[start Source excerpt]

But the move disappointed markets who expected more dramatic decisions.

After Draghi's announcement, London and Milan stock exchanges were down 1 percent, while in Frankfurt and Paris exchanges lost around three percent.

In the meantime, the euro was up two percent against the dollar, as a sign of less attractiveness for investors.

"The ECB wants to systematically surprise investors, but it is now short of tools," an economist at Saxo Bank was quoted as saying by Le Figaro newspaper.

"Deposit rate can be lowered further, QE can be extended, or diversified, but there will be little chance that these measures have enough impact on macroeconomy to durably restart growth," he said.

"We are doing more because it works, not because it fails," Draghi told the press. "The cut we decided today is adequate."

'Sluggish pace of reforms'

"We’re not excluding the use of all other instruments if we were to decide they were the right ones to do,” he added.

Draghi said "there was a very large majority in favour of these measures" at the ECB governing council, thus admitting dissensions between governors.

The ECB chief also implicitly admitted the limits of his policies when he said he expected inflation in the eurozone to reach 0.1 percent in 2015, one percent in 2016 and 1.6 percent in 2017, far from the "below but close to two percent" target set in the ECB mission.

[end Source excerpt]
[start Supplied data]

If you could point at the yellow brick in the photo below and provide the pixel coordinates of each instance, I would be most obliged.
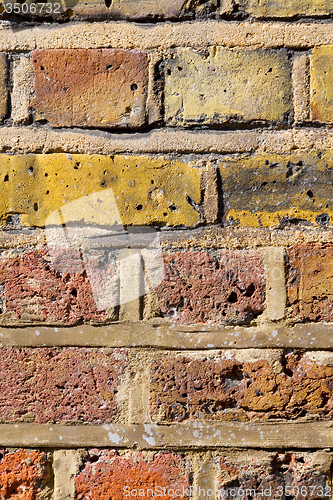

[end Supplied data]

Tasks ▸
[A] Name every city whose stock exchange is mentioned in the ECB excerpt.
[B] According to the ECB excerpt, what inflation rate did Draghi expect for the eurozone in 2016?
[C] Carry on writing the ECB excerpt, beginning right after its final sentence.
The material plays no part in this work.

The results ▸
[A] London, Milan, Frankfurt, Paris

[B] One percent.

[C]
Draghi noted that "the economic recovery in the euro area continues to be dampened by subdued growth prospects in emerging markets and moderate global trade."

He also mentioned "the necessary balance sheet adjustments in a number of sectors and the sluggish pace of implementation of structural reforms."

"In order to reap the full benefits from our monetary policy measures, other policy areas must contribute decisively," he said.

"Given continued high structural unemployment and low potential output growth in the euro area, the ongoing cyclical recovery should be supported by effective structural policies," he said.

Once again, he put the onus on political authorities, for "a swift and effective implementation of structural reforms" as well as "fiscal policies [that] support the economic recovery, while remaining in compliance with the fiscal rules of the European Union."